RECORDS
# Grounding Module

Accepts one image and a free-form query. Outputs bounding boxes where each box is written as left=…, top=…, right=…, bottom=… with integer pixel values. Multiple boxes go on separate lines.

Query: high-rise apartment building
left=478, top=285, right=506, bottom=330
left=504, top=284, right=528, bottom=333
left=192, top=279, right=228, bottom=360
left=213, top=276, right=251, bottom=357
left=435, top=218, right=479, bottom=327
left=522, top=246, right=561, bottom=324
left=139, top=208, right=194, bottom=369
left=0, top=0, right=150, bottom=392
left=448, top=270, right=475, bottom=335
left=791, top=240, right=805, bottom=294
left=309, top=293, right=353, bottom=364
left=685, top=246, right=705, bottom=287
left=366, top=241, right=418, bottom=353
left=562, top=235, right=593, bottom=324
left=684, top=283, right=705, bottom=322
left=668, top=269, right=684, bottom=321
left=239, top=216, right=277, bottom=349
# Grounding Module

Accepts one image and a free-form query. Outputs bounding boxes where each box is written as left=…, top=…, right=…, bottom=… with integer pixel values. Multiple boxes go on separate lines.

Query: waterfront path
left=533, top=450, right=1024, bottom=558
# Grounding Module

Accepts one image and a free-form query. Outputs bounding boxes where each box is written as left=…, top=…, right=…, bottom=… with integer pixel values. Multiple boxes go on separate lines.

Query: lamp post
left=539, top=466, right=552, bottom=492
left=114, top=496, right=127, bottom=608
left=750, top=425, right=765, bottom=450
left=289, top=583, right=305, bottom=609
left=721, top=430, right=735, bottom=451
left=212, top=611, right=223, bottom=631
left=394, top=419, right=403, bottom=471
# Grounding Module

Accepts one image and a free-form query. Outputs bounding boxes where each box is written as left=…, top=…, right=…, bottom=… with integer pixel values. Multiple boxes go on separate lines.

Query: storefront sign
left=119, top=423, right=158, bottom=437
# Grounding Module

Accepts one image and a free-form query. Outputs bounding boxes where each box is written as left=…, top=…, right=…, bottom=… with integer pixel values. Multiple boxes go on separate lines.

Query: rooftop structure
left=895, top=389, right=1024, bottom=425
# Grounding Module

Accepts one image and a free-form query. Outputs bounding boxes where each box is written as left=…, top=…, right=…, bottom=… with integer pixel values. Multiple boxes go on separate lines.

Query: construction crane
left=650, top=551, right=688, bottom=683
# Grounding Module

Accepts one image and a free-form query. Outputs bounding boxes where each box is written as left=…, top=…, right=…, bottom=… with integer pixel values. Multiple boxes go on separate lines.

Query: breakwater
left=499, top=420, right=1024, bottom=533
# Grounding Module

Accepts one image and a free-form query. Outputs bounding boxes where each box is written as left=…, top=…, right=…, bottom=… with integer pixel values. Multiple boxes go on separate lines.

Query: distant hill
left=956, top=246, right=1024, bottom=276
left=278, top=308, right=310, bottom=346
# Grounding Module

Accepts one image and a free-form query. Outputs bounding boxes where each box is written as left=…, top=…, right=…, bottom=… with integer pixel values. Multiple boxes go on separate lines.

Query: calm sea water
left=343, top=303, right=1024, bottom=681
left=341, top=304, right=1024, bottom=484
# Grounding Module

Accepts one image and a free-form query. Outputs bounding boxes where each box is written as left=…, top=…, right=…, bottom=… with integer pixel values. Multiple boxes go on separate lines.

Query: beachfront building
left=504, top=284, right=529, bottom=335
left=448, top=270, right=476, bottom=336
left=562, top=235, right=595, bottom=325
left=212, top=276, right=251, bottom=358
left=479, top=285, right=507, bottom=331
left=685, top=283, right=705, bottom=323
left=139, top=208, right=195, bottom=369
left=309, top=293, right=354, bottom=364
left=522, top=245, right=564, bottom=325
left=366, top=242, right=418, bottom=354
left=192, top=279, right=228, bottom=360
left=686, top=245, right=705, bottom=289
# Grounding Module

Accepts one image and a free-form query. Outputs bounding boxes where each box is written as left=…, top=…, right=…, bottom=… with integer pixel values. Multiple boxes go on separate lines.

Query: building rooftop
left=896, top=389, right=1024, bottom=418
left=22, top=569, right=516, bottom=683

YOUR ASSIGNMENT
Would you repeat the records above without any changes?

SOLVED EXERCISE
# Grounding Module

Accepts one image and a free-form query. Outputs bounding boxes where each box is written as left=…, top=…, right=…, bottom=… with integer pixel values. Multiple boxes go on separate lines.

Query: high-rise apartment building
left=478, top=285, right=506, bottom=330
left=504, top=284, right=528, bottom=333
left=192, top=279, right=228, bottom=360
left=213, top=276, right=251, bottom=357
left=435, top=218, right=479, bottom=327
left=522, top=246, right=561, bottom=324
left=139, top=208, right=194, bottom=369
left=0, top=0, right=150, bottom=392
left=448, top=270, right=475, bottom=335
left=791, top=240, right=805, bottom=294
left=309, top=293, right=353, bottom=364
left=685, top=246, right=705, bottom=287
left=366, top=241, right=418, bottom=353
left=562, top=235, right=593, bottom=324
left=684, top=283, right=705, bottom=322
left=668, top=269, right=684, bottom=321
left=239, top=216, right=277, bottom=349
# Grounding Module

Accepts one image and a free-form query. Outputs bounding boxes where each box is written as left=…, top=…, right=…, bottom=… with integer pixel values. Multiple boxes go on separate lines.

Query: waterfront path
left=533, top=450, right=1024, bottom=558
# Grounding Module

Accepts one image and a free-form query. Outputs bounding boxes where each box is written as left=…, top=…, right=…, bottom=… with integer pixel values. Multiple boxes go on separate lines.

Query: lamp post
left=539, top=466, right=552, bottom=492
left=114, top=496, right=127, bottom=608
left=750, top=425, right=765, bottom=450
left=289, top=583, right=305, bottom=609
left=721, top=430, right=735, bottom=451
left=212, top=611, right=223, bottom=631
left=394, top=419, right=403, bottom=471
# Grounding Module

Accepts one image and a free-form query. Outputs bounding boxes where each box is written as left=…, top=…, right=…, bottom=… with integer pixel values. Multiple boxes go on separate lines.

Query: storefront sign
left=119, top=423, right=158, bottom=437
# Grounding Module

Accepts one image and a free-form query. Outputs bounding boxes where each box is written as left=…, top=…, right=…, bottom=… with integer pixel values. Multiple boxes go on separate lines.

Query: rooftop structure
left=895, top=389, right=1024, bottom=425
# Grounding Module

Accepts one image and a free-form query. Outputs bounding boxes where each box is written as left=…, top=…, right=…, bottom=… with integer pixel values. Multiple boxes go on separate lines.

Query: construction crane
left=650, top=551, right=688, bottom=683
# Grounding Module

Accepts one image and a free-form query. Outputs bounding boxes where each box is written as left=…, top=…, right=…, bottom=… with integer pixel values. Multiple boxes go on separate lines.

Query: breakwater
left=499, top=420, right=1024, bottom=533
# Grounding Module

Accepts one image and a free-form query. Outputs bounding boxes where each box is written as left=…, top=…, right=…, bottom=… with integer pixel values. Multiple boxes go on separate lines.

Query: distant hill
left=956, top=246, right=1024, bottom=276
left=278, top=308, right=310, bottom=346
# Grounding Module

Accepts one image and a free-form query. Outputs bounding boxes where each box is written as left=…, top=…, right=…, bottom=… with integer pixel values. Multiple boxes go on separate lines.

Query: calm sea water
left=343, top=303, right=1024, bottom=681
left=341, top=304, right=1024, bottom=484
# Grounding Module

Accepts one image and a free-form query. Outputs bounding boxes where each box is written as left=…, top=…, right=…, bottom=… with integer pixel values. Multiple boxes go on separate lines.

Query: beachfront building
left=504, top=284, right=529, bottom=335
left=448, top=270, right=476, bottom=336
left=562, top=235, right=595, bottom=325
left=212, top=276, right=251, bottom=358
left=479, top=285, right=507, bottom=331
left=685, top=283, right=705, bottom=323
left=139, top=208, right=195, bottom=369
left=309, top=293, right=354, bottom=364
left=522, top=245, right=564, bottom=325
left=366, top=242, right=418, bottom=354
left=192, top=279, right=228, bottom=360
left=686, top=245, right=705, bottom=289
# Grounding Module

Accepts one image and a free-form query. Outputs bounding boxes where each box is written as left=…, top=…, right=…, bottom=… with integer pixel values. Multiple boxes go on separate lines.

Query: building rooftop
left=896, top=389, right=1024, bottom=418
left=22, top=569, right=516, bottom=683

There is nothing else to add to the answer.